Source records

+ + + + + + +

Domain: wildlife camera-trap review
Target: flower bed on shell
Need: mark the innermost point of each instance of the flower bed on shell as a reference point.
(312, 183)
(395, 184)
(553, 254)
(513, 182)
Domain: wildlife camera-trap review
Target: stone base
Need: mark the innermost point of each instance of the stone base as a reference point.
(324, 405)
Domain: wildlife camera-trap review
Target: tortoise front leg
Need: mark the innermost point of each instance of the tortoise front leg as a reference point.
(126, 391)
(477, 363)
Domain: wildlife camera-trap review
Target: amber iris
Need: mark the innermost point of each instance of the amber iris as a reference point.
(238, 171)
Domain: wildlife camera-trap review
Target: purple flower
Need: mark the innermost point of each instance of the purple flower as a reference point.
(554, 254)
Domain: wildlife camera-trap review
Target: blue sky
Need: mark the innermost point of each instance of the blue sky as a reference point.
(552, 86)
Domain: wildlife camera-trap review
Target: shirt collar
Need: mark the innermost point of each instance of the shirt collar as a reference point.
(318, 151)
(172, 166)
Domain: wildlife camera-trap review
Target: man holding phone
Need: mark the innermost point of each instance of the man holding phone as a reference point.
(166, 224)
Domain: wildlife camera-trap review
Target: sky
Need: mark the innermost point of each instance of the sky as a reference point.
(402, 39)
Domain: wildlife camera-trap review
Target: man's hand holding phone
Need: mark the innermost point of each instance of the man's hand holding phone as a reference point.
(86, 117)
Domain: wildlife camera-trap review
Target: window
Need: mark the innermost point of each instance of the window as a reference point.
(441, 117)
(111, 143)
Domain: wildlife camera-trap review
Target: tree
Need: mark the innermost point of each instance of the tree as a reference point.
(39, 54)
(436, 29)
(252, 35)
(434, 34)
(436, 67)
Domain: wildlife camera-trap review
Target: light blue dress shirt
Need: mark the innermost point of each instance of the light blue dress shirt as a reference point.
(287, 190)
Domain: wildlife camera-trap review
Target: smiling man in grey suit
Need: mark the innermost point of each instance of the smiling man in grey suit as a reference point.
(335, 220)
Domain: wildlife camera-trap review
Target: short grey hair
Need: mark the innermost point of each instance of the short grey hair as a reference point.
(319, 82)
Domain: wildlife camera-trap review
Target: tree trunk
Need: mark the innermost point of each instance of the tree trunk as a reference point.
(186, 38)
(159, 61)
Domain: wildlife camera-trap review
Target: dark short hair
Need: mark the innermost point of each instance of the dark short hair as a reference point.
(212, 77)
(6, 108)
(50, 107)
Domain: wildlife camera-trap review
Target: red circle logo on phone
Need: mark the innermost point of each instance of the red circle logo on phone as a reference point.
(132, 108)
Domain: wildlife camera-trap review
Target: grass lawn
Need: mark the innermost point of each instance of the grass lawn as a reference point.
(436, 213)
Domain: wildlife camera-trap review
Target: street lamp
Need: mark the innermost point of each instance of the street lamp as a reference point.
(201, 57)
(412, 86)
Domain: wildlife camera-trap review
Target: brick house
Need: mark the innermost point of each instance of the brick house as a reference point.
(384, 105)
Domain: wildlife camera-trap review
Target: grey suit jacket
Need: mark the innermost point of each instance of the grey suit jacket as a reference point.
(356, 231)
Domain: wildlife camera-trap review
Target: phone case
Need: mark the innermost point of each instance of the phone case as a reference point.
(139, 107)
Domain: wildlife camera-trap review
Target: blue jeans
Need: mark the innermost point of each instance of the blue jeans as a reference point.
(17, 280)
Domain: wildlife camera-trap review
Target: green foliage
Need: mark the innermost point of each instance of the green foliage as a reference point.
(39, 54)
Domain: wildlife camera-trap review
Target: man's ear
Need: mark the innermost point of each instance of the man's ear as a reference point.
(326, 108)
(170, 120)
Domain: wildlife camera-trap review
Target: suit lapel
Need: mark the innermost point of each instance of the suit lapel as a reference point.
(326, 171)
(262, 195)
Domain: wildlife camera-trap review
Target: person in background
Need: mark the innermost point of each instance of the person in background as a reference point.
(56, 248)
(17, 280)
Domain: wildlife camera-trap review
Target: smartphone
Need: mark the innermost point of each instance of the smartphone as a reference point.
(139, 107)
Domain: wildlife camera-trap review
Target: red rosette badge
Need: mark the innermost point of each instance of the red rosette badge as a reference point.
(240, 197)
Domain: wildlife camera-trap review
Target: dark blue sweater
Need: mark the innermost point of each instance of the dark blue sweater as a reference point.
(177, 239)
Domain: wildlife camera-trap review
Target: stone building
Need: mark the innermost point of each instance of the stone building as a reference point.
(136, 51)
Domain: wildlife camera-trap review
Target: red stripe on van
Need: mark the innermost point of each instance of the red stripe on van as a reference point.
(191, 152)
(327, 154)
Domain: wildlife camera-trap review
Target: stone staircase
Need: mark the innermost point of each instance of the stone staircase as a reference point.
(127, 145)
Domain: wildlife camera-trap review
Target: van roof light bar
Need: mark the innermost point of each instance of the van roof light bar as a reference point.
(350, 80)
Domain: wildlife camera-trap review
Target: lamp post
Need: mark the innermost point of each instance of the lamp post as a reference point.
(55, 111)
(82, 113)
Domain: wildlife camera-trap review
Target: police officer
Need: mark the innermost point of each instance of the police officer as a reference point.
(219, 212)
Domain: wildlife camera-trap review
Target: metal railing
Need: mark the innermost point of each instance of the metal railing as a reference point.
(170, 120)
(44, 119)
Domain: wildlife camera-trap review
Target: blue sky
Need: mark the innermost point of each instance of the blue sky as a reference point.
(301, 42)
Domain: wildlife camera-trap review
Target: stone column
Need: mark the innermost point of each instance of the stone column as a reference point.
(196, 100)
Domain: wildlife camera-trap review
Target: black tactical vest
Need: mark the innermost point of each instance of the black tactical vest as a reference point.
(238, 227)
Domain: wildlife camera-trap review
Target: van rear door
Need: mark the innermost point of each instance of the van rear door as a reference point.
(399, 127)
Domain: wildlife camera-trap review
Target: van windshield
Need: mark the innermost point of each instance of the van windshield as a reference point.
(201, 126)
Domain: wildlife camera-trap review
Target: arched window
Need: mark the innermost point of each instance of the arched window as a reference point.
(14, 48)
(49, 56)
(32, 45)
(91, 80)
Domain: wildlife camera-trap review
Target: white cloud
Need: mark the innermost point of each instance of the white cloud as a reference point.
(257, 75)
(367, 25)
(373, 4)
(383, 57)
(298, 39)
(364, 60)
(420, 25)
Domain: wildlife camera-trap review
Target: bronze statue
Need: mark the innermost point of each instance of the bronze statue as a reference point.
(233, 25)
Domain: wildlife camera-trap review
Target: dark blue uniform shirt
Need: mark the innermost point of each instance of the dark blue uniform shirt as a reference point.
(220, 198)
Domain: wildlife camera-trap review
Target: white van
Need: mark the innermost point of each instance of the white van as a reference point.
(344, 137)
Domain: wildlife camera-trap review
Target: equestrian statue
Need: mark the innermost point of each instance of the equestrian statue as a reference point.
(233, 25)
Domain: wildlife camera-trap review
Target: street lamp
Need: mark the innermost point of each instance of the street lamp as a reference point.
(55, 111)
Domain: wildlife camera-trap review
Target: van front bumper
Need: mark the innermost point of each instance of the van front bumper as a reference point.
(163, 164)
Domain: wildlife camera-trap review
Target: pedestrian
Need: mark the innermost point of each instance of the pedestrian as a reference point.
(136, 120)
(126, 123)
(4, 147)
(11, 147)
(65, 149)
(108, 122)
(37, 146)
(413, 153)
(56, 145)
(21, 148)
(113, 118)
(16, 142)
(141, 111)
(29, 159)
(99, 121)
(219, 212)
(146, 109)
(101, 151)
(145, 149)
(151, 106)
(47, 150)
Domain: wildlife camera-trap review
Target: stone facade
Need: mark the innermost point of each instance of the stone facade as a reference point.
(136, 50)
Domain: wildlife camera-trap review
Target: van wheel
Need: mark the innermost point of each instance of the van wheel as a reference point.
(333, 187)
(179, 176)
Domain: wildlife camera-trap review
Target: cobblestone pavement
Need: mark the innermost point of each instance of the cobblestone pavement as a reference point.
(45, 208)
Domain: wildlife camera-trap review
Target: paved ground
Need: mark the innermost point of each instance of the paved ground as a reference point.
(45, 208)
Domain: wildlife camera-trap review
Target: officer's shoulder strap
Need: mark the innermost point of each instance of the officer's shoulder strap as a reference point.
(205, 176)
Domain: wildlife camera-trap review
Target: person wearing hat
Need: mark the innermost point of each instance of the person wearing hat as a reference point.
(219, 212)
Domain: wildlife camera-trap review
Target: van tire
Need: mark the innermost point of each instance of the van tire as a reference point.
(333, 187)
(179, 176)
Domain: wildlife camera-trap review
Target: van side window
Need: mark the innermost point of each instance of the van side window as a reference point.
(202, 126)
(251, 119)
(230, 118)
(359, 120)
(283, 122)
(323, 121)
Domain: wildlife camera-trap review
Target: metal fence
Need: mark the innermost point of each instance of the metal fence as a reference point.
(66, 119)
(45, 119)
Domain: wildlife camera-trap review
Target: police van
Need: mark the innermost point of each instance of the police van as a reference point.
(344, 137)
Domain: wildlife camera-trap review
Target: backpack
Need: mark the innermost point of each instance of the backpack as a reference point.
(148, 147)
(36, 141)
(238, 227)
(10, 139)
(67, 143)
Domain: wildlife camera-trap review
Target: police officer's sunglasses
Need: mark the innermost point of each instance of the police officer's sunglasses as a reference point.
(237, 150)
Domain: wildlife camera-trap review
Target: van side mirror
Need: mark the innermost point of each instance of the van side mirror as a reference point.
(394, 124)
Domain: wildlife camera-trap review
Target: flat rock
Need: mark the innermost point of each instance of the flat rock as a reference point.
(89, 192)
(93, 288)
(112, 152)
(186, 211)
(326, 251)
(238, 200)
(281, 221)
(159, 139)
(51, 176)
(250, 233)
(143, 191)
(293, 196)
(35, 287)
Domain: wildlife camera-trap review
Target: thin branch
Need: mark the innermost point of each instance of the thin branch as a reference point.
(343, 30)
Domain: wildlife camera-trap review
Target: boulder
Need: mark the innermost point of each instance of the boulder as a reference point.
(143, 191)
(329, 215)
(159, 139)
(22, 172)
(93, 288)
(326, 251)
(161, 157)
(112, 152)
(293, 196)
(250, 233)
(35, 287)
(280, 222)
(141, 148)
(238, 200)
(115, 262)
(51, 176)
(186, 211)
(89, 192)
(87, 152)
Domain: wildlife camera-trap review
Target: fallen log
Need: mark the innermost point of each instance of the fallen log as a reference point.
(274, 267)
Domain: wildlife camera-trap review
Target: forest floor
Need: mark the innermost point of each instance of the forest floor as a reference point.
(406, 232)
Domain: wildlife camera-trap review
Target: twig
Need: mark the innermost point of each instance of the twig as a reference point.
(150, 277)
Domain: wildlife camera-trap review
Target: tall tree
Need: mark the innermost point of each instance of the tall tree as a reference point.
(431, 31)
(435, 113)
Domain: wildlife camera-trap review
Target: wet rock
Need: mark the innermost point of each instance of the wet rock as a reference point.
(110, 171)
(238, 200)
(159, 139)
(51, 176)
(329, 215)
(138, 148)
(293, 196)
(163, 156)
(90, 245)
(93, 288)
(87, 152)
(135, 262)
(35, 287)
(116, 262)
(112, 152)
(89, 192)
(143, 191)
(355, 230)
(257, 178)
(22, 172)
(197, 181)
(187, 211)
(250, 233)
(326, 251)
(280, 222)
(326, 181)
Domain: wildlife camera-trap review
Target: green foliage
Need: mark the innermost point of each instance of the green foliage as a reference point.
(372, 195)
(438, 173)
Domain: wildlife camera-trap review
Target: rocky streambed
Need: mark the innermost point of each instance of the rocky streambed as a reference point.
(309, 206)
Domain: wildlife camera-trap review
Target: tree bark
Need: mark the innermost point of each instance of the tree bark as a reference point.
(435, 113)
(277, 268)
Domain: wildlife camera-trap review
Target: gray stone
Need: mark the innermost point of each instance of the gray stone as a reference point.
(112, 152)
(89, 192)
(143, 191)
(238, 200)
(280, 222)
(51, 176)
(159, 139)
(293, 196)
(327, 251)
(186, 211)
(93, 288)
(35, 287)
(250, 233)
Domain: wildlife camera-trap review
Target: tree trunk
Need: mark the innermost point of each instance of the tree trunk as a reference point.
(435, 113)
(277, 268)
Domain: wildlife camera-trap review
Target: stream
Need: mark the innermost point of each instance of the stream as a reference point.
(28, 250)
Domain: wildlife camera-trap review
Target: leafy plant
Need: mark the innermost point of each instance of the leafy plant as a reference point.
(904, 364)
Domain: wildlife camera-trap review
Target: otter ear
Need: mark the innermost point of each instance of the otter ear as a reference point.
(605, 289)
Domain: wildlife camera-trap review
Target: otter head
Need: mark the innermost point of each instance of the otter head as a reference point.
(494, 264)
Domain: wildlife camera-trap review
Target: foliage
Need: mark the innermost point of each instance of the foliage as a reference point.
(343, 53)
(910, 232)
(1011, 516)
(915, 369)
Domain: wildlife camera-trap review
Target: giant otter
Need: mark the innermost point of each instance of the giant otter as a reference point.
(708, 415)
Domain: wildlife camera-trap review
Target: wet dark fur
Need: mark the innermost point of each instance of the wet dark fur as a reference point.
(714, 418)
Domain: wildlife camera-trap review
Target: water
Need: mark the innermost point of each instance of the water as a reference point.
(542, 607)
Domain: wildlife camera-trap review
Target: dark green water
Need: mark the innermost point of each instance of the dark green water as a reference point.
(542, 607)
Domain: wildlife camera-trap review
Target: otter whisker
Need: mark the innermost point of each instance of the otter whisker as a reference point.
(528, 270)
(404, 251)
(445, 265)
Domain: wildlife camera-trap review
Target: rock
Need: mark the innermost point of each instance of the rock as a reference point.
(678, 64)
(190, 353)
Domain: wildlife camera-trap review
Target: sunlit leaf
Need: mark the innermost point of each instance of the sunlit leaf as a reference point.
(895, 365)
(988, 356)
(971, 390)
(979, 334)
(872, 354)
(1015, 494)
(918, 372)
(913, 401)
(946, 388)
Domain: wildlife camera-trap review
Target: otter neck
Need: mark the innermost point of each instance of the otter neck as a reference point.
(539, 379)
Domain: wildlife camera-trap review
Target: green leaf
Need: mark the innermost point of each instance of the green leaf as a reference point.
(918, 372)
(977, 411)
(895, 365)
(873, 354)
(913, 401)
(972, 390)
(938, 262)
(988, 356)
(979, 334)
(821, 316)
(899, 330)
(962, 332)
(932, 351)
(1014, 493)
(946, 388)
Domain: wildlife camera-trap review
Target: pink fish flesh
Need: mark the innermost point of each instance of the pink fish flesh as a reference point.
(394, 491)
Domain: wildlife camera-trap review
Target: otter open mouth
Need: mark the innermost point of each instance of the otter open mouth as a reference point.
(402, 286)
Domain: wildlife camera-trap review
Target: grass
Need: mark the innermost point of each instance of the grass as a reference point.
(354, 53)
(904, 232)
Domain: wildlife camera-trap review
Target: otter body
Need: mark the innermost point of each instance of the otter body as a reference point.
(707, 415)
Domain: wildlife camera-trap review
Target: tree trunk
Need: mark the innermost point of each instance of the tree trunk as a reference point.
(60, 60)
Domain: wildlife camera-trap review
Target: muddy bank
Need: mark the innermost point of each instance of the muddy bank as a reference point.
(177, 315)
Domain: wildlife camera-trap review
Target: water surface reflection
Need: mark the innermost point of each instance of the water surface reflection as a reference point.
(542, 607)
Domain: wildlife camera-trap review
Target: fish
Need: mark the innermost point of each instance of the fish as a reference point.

+ + + + + + +

▶ [Problem statement] From the items above, pull out every line that contains the string "sweater", matching case exactly, and copy each such line unchanged.

▶ [Output for this task]
Target: dark blue sweater
Need: mark the innermost point of each instance of the dark blue sweater as a reference point.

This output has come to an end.